DATASET EXTRACT:
____________

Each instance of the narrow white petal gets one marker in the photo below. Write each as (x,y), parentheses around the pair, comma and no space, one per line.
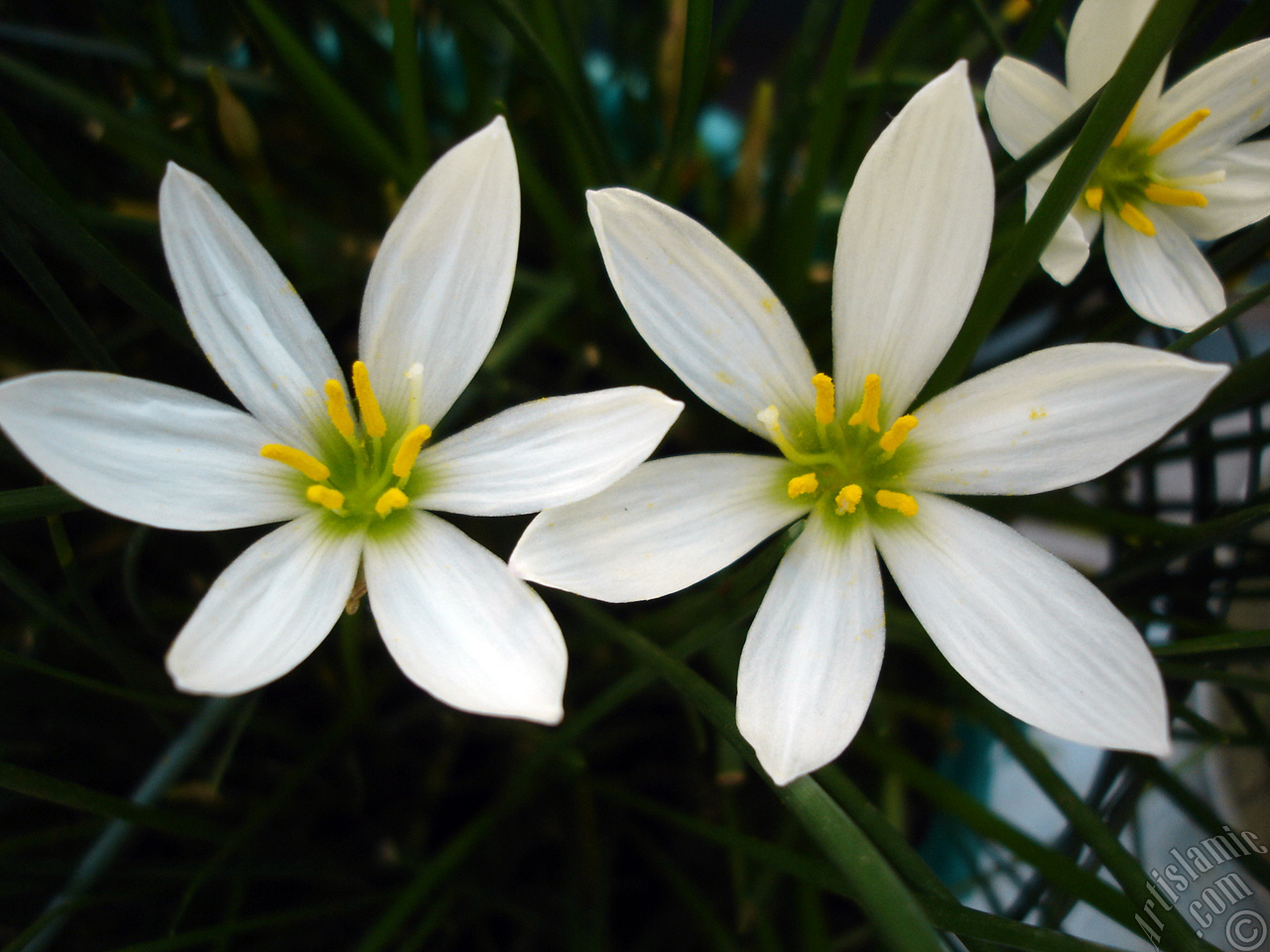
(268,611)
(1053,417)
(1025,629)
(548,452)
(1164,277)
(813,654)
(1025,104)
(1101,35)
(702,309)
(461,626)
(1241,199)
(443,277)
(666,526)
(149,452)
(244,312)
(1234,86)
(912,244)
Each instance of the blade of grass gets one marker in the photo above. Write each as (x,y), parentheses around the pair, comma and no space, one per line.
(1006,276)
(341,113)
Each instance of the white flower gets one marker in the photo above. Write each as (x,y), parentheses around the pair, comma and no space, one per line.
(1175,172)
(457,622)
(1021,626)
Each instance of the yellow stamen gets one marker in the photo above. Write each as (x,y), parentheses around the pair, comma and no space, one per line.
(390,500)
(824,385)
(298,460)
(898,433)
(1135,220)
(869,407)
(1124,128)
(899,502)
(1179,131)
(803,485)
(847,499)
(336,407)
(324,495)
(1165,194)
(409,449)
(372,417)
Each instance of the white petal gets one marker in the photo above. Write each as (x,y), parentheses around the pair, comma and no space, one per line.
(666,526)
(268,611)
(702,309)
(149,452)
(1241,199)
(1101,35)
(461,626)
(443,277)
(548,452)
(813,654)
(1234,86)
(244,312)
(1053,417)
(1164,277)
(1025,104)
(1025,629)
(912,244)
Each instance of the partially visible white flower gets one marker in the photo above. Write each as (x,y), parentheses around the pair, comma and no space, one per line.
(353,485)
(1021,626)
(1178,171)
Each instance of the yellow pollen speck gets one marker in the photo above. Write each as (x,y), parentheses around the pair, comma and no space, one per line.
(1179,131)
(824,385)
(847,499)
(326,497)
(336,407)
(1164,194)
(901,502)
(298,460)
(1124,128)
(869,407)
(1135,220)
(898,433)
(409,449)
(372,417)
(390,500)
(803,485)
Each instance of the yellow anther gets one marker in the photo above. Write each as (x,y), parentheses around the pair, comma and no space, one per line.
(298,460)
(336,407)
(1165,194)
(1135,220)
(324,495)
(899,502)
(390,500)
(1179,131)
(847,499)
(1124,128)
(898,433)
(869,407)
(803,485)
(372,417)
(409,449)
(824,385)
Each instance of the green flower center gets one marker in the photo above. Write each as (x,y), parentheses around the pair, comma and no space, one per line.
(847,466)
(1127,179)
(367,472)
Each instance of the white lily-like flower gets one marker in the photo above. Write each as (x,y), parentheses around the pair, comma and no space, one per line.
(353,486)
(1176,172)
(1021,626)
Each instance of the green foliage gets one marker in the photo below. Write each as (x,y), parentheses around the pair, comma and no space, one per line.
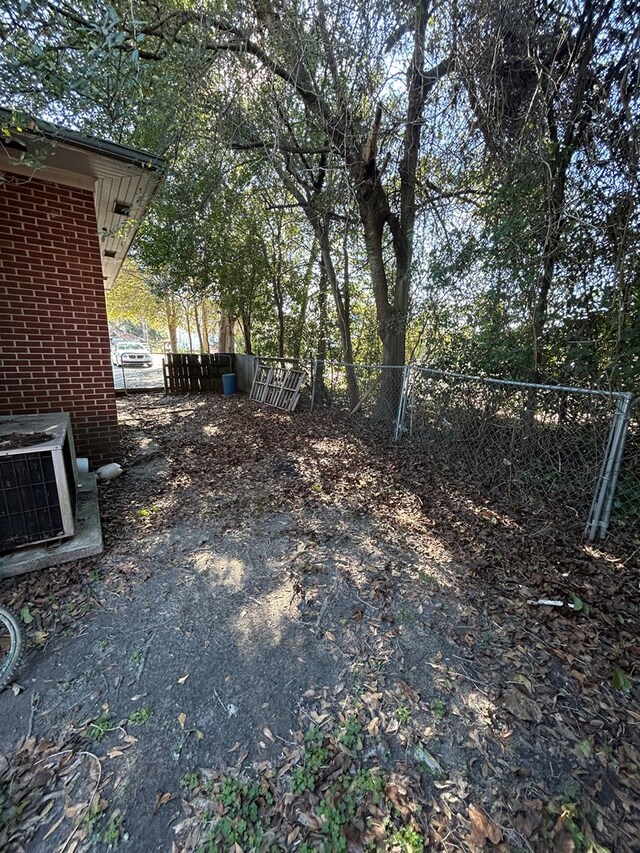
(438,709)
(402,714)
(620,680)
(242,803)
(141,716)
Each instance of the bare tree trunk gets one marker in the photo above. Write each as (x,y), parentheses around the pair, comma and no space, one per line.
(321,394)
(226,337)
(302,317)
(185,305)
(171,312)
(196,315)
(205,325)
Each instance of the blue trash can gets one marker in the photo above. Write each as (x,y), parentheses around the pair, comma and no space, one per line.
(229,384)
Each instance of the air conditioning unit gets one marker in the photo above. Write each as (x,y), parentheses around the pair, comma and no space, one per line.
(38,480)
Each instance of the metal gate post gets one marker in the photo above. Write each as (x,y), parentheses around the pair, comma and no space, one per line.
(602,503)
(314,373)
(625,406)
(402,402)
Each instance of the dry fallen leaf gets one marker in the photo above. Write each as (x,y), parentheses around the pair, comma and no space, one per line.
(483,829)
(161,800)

____________

WHAT TO DO:
Turn every line of the material above into a numbered list, dropping any blank lines. Leave the pictures out.

RESULT:
1. Each instance of the narrow white petal gets one marker in the photo below. Write each as (x,y), parentheses around the pair, comma and no space, one per line.
2. (268,611)
3. (1053,417)
4. (1025,629)
5. (548,452)
6. (1164,277)
7. (813,654)
8. (1025,104)
9. (1101,35)
10. (702,309)
11. (461,626)
12. (1241,199)
13. (443,277)
14. (666,526)
15. (149,452)
16. (244,312)
17. (1234,86)
18. (912,244)
19. Each instance of the blade of grass gets one marker in the photo above. Write each as (x,y), parentheses around the pair, comma and no space, one per line.
20. (1006,276)
21. (341,113)
22. Each instance of the white flower gets one marker in the photo above. Write each as (x,y), parentheses around the pair, comma and no space, one per line.
23. (1175,172)
24. (457,622)
25. (1021,626)
26. Each instance of the yellow stamen gets one marker in the photo above. Write each as (x,y), parentheses around the pair, comma and no space, one per line.
27. (390,500)
28. (824,385)
29. (298,460)
30. (898,433)
31. (1135,220)
32. (869,407)
33. (1124,128)
34. (899,502)
35. (1179,131)
36. (803,485)
37. (847,499)
38. (336,407)
39. (324,495)
40. (1165,194)
41. (409,449)
42. (372,417)
43. Each instance of the white petal gets one marker in the photo above. Write each as (x,y), parentheses around the pair, comma and no space, one per line.
44. (666,526)
45. (268,611)
46. (702,309)
47. (149,452)
48. (1241,199)
49. (1101,35)
50. (461,626)
51. (443,277)
52. (548,452)
53. (813,654)
54. (1234,86)
55. (244,312)
56. (1053,417)
57. (1164,277)
58. (1025,104)
59. (1025,629)
60. (912,244)
61. Each instance of the partially visible white flower gets one marker in the photo above. Write each as (x,y), parentheses around the pair, comma and no space, one per line.
62. (353,485)
63. (1021,626)
64. (1178,171)
65. Each instance of the yellow pollen speck gets one marker in the photo above. Write each as (x,y), parentheses around the pair, comma and no space, one per line.
66. (1179,131)
67. (824,385)
68. (847,499)
69. (326,497)
70. (336,407)
71. (1164,194)
72. (901,502)
73. (298,460)
74. (1124,128)
75. (869,407)
76. (1135,220)
77. (898,433)
78. (409,449)
79. (372,417)
80. (390,500)
81. (803,485)
82. Each instance of the yellow anther gets one marker in the photo above. Write each as (x,y), parentheses around the pair, comma and no space, one per line.
83. (298,460)
84. (336,407)
85. (1165,194)
86. (1135,220)
87. (324,495)
88. (899,502)
89. (390,500)
90. (1179,131)
91. (847,499)
92. (1124,128)
93. (898,433)
94. (869,407)
95. (803,485)
96. (372,417)
97. (409,449)
98. (824,385)
99. Each instance of the green flower center gets one marker in the photo above. Write each as (x,y), parentheses around the pair, comma and no space, one per line.
100. (847,466)
101. (1127,179)
102. (367,472)
103. Each instance of the white lily-like flower gets one marker in the photo above. Write each as (x,y), parentheses around the pair, comma and no space, one per line.
104. (353,486)
105. (1176,172)
106. (1021,626)
107. Each instance of the green foliage gets one marker in the photo below. Write each as (x,y), parentheses around the pair, comma and no space, one per line.
108. (438,709)
109. (402,714)
110. (620,680)
111. (242,803)
112. (141,716)
113. Each instance of the bare tree trunk gets one marker in the photo above. Write each as (x,y), parentheses around the pair, comma and no space, one per line.
114. (321,394)
115. (226,337)
116. (302,317)
117. (185,305)
118. (171,312)
119. (196,315)
120. (205,325)
121. Each instance of the blue trash can gets one marker in the photo above. Write each as (x,y), parentheses around the pair, comma and no space, one per line.
122. (229,384)
123. Each instance of the air conditioning unit gets one marker in the photo above. Write each as (x,y), parentheses around the pair, comma and no space, one per line.
124. (38,480)
125. Each instance of the metal gate post gets one marker in the photo above. Write each as (x,y), parentheses around the pair, comma and no space, one per line.
126. (602,503)
127. (314,373)
128. (625,406)
129. (402,402)
130. Each instance of the dry fallen leaf gets one marker in the photo above. Write each as (x,y), parentheses around the pair, comma and no space, one per line.
131. (483,829)
132. (161,800)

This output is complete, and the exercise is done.